*Records for this task*.
============

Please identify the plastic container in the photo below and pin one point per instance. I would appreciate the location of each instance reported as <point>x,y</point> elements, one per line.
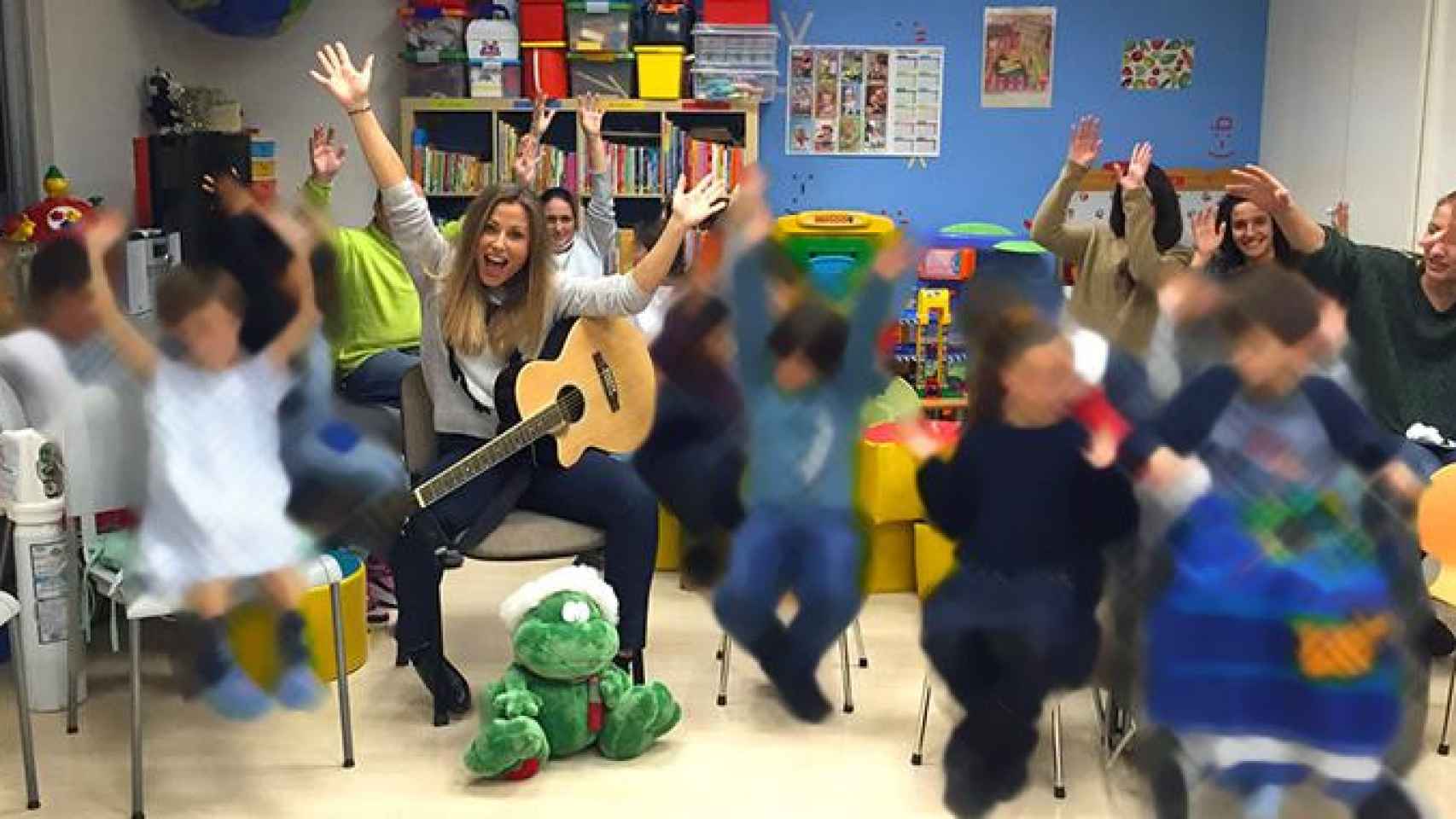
<point>494,38</point>
<point>736,47</point>
<point>433,29</point>
<point>660,72</point>
<point>737,12</point>
<point>603,74</point>
<point>599,26</point>
<point>734,84</point>
<point>437,78</point>
<point>542,20</point>
<point>666,22</point>
<point>544,68</point>
<point>492,78</point>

============

*Request*. Turn the material into a numbered list, starting at its first line and ending at the line that contains "<point>734,84</point>", with blank lines dropped. Leave the pictures out.

*Task answer*.
1. Please identify the plastic container in the photo below and pin one point per instance. I would appreciate the location of each instance reported as <point>x,y</point> elements, one per line.
2. <point>494,38</point>
3. <point>736,47</point>
4. <point>433,29</point>
5. <point>660,72</point>
6. <point>737,12</point>
7. <point>603,74</point>
8. <point>599,26</point>
9. <point>734,84</point>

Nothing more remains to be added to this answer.